__WHAT TO WORK ON__
Transcribe verbatim the span of lines that opens with the line containing "In the picture above, where can the sunset" and closes with the last line of the data below.

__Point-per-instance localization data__

■ ■ ■ ■ ■

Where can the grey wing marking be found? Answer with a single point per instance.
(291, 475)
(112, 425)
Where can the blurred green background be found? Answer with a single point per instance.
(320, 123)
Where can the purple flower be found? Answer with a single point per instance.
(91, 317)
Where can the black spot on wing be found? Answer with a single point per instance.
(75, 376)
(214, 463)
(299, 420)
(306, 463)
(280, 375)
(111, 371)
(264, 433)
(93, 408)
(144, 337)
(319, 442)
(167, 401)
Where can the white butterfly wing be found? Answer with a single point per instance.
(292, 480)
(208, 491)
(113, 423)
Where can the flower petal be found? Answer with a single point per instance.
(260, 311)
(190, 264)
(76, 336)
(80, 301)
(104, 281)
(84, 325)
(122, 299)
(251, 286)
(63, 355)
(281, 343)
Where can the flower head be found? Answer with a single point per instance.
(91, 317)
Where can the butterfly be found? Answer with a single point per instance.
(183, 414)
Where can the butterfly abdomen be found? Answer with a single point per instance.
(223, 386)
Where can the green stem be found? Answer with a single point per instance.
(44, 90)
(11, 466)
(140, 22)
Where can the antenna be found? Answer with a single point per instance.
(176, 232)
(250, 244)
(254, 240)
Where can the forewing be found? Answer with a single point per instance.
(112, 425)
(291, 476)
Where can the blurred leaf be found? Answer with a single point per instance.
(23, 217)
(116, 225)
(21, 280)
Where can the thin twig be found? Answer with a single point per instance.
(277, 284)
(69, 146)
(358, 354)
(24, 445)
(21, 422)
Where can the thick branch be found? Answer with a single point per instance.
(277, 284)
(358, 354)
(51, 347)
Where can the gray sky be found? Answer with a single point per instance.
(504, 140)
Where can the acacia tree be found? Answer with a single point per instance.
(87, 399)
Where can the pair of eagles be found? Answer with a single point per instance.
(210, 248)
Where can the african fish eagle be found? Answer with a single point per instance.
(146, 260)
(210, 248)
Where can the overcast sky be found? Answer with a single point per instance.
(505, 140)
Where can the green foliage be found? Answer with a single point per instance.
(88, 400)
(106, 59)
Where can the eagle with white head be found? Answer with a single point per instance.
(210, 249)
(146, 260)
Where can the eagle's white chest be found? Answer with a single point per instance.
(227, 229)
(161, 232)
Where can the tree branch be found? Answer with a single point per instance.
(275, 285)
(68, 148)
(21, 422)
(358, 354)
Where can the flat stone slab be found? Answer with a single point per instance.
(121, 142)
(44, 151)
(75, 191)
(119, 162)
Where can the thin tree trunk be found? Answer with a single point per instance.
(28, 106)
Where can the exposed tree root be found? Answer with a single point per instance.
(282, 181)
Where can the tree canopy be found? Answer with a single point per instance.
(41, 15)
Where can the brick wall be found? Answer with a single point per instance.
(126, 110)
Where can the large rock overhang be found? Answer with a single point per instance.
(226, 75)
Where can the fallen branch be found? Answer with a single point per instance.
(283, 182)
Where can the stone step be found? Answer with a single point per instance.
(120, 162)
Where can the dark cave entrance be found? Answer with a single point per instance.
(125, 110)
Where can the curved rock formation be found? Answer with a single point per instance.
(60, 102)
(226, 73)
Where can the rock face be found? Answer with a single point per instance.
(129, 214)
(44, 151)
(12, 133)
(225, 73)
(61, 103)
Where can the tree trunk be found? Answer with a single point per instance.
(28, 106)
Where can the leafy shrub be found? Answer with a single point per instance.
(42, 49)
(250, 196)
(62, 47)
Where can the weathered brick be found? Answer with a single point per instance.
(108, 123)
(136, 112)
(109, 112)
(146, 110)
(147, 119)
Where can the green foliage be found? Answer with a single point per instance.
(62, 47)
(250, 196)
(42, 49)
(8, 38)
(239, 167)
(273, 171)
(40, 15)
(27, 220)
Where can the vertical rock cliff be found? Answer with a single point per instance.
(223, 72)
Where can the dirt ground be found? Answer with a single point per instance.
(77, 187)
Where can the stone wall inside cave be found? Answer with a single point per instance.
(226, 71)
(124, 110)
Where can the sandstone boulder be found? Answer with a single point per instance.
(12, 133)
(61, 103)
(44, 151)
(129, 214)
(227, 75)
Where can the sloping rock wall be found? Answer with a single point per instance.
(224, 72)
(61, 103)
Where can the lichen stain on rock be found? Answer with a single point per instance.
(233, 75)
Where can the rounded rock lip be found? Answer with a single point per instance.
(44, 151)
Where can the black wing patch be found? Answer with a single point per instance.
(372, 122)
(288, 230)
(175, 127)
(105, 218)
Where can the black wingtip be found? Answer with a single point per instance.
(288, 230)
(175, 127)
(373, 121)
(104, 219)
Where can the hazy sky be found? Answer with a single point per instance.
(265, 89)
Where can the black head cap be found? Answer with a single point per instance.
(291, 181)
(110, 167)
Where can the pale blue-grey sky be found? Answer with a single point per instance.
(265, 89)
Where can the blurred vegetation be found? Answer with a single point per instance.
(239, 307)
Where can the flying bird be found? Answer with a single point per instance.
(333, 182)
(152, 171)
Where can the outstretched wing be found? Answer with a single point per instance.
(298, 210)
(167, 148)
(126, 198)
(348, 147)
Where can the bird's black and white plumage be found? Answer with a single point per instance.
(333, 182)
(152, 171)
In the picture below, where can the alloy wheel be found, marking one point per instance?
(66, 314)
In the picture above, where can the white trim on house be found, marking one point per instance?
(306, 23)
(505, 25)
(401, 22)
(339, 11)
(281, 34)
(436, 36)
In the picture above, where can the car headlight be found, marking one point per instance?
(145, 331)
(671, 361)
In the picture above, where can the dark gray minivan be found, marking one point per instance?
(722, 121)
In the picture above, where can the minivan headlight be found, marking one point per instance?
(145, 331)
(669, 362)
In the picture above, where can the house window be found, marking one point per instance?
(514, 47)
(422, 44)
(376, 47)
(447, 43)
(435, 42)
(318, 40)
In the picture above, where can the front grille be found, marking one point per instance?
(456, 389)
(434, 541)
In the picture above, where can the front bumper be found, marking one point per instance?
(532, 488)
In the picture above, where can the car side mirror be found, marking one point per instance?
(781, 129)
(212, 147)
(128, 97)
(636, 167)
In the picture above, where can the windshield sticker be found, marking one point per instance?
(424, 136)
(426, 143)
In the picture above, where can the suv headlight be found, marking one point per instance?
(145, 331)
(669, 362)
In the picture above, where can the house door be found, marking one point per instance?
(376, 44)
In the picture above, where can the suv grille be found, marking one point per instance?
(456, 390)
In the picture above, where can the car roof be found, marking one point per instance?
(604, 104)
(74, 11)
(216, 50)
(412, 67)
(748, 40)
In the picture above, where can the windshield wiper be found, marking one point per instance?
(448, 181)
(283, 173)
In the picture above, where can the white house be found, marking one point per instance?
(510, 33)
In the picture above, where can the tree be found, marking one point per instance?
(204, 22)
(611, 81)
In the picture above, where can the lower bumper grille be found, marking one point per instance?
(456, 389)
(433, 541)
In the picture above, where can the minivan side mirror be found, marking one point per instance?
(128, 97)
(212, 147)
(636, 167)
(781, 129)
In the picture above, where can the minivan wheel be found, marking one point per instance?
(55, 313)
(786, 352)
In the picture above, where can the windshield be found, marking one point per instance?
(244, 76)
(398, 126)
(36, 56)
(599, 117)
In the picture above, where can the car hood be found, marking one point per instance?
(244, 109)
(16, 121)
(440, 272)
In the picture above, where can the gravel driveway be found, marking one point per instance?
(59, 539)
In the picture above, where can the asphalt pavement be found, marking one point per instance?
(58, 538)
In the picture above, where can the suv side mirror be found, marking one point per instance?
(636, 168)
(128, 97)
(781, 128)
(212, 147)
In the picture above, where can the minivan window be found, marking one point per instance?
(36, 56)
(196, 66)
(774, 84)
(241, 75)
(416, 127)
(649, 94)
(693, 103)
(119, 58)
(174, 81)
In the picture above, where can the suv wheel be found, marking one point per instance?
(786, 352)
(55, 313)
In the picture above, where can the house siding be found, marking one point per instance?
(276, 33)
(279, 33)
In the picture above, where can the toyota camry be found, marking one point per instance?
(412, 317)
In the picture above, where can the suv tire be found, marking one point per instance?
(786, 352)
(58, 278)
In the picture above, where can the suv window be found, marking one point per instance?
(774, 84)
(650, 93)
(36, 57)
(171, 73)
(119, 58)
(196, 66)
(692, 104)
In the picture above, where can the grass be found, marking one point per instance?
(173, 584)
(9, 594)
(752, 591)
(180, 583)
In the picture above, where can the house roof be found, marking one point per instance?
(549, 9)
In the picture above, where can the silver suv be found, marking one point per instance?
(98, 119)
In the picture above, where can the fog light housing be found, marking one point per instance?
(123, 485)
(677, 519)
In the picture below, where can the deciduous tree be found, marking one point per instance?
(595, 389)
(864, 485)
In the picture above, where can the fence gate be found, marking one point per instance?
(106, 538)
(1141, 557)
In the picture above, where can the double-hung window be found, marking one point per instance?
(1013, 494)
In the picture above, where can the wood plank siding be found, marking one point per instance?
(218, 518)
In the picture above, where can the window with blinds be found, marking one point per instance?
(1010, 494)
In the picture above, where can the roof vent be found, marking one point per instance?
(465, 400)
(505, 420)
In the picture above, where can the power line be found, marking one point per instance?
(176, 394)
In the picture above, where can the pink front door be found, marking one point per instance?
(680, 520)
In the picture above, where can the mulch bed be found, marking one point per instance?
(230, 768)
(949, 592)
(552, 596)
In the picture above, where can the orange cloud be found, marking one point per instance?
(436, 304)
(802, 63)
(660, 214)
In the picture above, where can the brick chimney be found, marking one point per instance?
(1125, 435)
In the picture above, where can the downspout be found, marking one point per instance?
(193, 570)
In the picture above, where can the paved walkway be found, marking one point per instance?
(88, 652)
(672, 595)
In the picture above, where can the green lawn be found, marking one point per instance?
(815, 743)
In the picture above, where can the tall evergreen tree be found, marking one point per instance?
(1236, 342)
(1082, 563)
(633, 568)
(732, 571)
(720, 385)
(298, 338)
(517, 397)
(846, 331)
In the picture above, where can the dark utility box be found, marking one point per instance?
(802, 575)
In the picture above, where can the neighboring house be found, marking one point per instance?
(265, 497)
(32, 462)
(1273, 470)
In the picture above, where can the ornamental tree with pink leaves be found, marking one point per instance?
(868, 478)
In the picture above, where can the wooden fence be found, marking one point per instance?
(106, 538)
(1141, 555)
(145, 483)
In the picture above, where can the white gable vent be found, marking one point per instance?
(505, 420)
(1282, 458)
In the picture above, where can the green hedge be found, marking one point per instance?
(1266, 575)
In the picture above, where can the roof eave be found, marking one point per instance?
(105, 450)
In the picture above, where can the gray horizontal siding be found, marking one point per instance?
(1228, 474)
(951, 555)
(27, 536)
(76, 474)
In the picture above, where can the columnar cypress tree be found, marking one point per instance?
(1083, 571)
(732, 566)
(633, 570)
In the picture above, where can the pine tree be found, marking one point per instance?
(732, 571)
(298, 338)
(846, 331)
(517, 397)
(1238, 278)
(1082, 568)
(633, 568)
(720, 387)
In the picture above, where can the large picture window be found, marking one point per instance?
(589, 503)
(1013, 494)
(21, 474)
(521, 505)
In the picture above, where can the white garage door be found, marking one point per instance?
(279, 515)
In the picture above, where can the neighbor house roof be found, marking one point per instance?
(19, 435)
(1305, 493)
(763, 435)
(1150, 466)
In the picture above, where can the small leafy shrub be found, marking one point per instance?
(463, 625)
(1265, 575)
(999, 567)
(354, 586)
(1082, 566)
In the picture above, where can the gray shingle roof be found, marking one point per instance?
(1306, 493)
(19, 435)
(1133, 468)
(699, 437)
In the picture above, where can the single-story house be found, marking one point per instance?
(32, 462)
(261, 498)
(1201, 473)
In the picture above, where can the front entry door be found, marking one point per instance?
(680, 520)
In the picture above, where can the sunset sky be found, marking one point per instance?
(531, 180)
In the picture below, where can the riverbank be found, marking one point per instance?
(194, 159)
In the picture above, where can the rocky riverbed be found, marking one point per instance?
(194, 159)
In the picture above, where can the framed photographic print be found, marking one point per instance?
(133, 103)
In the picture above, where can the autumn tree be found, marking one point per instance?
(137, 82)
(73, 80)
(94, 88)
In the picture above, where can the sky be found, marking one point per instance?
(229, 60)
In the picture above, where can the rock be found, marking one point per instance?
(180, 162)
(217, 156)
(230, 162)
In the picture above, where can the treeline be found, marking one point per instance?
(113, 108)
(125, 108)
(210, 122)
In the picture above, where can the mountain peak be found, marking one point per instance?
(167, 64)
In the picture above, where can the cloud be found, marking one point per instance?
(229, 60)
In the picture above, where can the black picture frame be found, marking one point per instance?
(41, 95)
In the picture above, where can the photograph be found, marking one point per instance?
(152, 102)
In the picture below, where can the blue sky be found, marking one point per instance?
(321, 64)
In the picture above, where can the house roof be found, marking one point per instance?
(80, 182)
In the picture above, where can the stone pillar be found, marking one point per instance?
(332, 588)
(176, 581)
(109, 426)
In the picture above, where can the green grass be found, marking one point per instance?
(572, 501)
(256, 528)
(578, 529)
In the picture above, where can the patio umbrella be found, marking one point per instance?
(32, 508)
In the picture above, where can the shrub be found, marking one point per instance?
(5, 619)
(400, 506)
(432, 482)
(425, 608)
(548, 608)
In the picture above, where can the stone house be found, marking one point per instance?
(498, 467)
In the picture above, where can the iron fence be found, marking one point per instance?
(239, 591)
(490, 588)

■ ■ ■ ■ ■

__EXERCISE OUTPUT__
In the picture above, where can the sunset sky be found, marking one point per instance?
(531, 180)
In the picture below, where can the riverbank be found, marking one point per instance?
(194, 159)
In the picture above, where can the rocky riverbed be found, marking one point per instance?
(194, 159)
In the picture above, where can the framed photographic print be found, marking one point per instance?
(133, 103)
In the picture above, where can the autumn tree be found, marking one point per instance?
(137, 82)
(73, 80)
(94, 88)
In the picture above, where can the sky be found, marking one point per instance?
(229, 60)
In the picture above, where can the rock be found, marking one point per instance?
(180, 162)
(217, 156)
(230, 162)
In the picture above, where can the treeline be found, marking one point per instance?
(113, 108)
(125, 108)
(210, 122)
In the picture above, where can the mountain peak be found, marking one point per instance?
(167, 64)
In the picture above, where can the cloud be found, marking one point per instance?
(229, 60)
In the picture above, where can the black picture frame be found, marking one point per instance?
(41, 95)
In the picture above, where can the photograph be found, marking one point per instance?
(152, 102)
In the picture below, where can the blue sky be found, marking one point per instance?
(321, 64)
In the picture above, where can the house roof be found, marking one point per instance?
(80, 182)
In the picture above, where can the stone pillar be found, marking one point per instance?
(332, 588)
(176, 581)
(109, 426)
In the picture above, where can the green grass be found, marking one point per instance?
(572, 501)
(256, 528)
(578, 529)
In the picture above, where can the patio umbrella be found, marking one point per instance?
(32, 508)
In the picture above, where can the shrub be found, marking one point per instance?
(5, 619)
(400, 506)
(432, 482)
(425, 608)
(548, 608)
In the picture above, where can the stone house be found, marking one point per instance?
(498, 467)
In the picture above, where can the iron fence be found, marking one point per instance?
(239, 591)
(490, 588)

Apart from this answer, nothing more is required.